§ Instruksi Tugas 1: Tuliskan ulang secara persis bagian bacaan yang dimulai dari "Selasa, 26 April" dan berakhir pada "ku lihat lagi.".
§ Instruksi Tugas 2: Sebutkan semua keterangan yang diberikan bacaan tentang ponsel si "aku" pada pagi itu.
§ Instruksi Tugas 3: Menurut bacaan, kapan ponsel si "aku" berkedap-kedip?

§ Bacaan:
____________

Pages

Selasa, 26 April 2011

Cukup, Dengarkan Saja Aku Bicara


Surat Kepadamu, Diujung Sana

Pagi  hari seusai sholat dhuha, ponselku berkedap kedip, suaranya pelan, dan memang sengaja ku kecilkan volumenya, ada sebuah nama tertera display ponsel, nama yang ku rindu diam-diam,
“Dee, ini Aya ……………”  dan bla bla bla kami bicara panjang lebar, berikut kudengar isak pilu tertahan, lantas entah dari mana datangnya,  tiba-tiba aku punya keberanian lagi untuk `marah` kepadanya, jelas ini amat langka bagiku, karena `marah sudah lama ku pendam jauuh ke dasar bumi, dan tak ingin ku lihat lagi. 

Lucunya disaat yang sama, tiba-tiba aku juga teringat kepadamu di ujung sana, karena aku sempat berkhayal, bahwa aku ingin sekali bertemu denganmu, lantas kita bincang-bincang, aku juga sempat berkhayal, kita bertemu di sebuah pantai, dengan debur ombak yang memekak hebat ditelinga, lalu kita sepakat bicara pelan sambil mengukur kekuatan konsentrasi pikiran menahan lajunya brisik alam disekitar. Yaa, inilah khayalku yang belum kesampaian sampai kemudian datang telepon dari Aya.

____________

[Baris dari dataset pelabelan kotak]
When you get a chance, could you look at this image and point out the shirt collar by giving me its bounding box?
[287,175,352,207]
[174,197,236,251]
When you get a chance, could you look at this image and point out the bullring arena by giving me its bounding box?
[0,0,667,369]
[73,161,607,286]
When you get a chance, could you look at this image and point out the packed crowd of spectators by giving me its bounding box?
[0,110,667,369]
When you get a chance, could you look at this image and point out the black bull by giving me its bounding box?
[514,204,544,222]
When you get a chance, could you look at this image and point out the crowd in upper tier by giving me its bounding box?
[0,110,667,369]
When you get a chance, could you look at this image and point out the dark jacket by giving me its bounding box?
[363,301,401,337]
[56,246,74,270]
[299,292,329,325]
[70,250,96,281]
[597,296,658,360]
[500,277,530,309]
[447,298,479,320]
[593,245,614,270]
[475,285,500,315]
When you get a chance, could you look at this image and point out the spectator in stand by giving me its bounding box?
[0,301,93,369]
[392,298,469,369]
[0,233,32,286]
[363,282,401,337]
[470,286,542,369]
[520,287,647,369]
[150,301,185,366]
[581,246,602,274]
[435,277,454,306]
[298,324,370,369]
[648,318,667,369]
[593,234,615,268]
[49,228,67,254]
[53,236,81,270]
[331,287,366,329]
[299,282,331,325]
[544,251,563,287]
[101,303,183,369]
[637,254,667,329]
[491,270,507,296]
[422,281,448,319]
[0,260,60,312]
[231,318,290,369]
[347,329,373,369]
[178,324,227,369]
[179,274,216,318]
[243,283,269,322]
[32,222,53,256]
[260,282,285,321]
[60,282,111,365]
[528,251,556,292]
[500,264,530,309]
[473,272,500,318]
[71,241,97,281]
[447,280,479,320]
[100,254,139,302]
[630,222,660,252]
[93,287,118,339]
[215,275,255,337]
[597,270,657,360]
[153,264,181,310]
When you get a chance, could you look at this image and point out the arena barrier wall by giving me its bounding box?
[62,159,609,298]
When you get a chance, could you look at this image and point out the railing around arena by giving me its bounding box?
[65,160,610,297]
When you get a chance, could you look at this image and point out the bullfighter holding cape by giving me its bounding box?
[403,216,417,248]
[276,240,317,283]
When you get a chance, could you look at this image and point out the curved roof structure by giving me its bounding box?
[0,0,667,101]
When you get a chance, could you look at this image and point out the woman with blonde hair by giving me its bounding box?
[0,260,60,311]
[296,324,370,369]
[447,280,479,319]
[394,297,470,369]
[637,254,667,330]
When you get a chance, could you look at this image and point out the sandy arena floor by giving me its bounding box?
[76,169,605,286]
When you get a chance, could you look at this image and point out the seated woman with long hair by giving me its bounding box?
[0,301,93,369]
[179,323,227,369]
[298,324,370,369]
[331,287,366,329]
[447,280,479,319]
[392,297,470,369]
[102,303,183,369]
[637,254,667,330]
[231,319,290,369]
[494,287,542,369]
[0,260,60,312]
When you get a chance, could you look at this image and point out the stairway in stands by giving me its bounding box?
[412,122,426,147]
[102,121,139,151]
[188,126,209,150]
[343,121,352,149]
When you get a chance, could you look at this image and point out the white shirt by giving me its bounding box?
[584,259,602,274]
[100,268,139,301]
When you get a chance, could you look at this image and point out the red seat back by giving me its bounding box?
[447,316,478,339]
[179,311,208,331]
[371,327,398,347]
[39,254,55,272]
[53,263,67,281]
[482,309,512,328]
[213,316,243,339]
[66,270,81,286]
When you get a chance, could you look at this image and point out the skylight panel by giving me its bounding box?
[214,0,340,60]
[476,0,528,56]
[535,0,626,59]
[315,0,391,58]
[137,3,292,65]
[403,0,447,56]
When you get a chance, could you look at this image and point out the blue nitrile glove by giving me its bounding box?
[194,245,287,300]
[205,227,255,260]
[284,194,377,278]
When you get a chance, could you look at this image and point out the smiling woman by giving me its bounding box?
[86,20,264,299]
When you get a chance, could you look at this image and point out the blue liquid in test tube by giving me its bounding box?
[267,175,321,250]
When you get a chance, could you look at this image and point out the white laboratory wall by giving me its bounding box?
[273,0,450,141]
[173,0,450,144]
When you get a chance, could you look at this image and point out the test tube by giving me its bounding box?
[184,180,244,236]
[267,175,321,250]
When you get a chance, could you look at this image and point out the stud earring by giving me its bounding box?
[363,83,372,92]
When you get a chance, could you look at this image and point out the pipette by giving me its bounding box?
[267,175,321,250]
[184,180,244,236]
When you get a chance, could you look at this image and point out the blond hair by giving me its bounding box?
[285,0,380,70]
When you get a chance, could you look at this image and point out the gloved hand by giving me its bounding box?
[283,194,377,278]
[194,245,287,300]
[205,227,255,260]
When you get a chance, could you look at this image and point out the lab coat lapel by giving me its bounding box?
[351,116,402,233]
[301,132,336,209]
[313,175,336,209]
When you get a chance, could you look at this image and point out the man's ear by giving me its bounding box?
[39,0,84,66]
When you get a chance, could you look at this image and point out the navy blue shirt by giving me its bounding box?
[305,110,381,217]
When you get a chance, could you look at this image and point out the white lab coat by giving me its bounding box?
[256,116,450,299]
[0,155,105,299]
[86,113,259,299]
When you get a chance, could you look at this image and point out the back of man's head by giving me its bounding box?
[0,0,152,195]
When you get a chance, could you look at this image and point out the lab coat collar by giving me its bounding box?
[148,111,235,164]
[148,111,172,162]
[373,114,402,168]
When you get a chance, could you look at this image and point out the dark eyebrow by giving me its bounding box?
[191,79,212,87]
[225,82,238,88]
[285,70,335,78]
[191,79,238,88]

____________

§ Jawaban Lengkap 1:
Selasa, 26 April 2011

Cukup, Dengarkan Saja Aku Bicara


Surat Kepadamu, Diujung Sana

Pagi  hari seusai sholat dhuha, ponselku berkedap kedip, suaranya pelan, dan memang sengaja ku kecilkan volumenya, ada sebuah nama tertera display ponsel, nama yang ku rindu diam-diam,
“Dee, ini Aya ……………”  dan bla bla bla kami bicara panjang lebar, berikut kudengar isak pilu tertahan, lantas entah dari mana datangnya,  tiba-tiba aku punya keberanian lagi untuk `marah` kepadanya, jelas ini amat langka bagiku, karena `marah sudah lama ku pendam jauuh ke dasar bumi, dan tak ingin ku lihat lagi.

§ Jawaban Lengkap 2:
- Ponselnya berkedap-kedip.
- Suaranya pelan.
- Volumenya memang sengaja dikecilkan.
- Ada sebuah nama tertera di display ponsel.

§ Jawaban Lengkap 3: Pada pagi hari seusai sholat dhuha.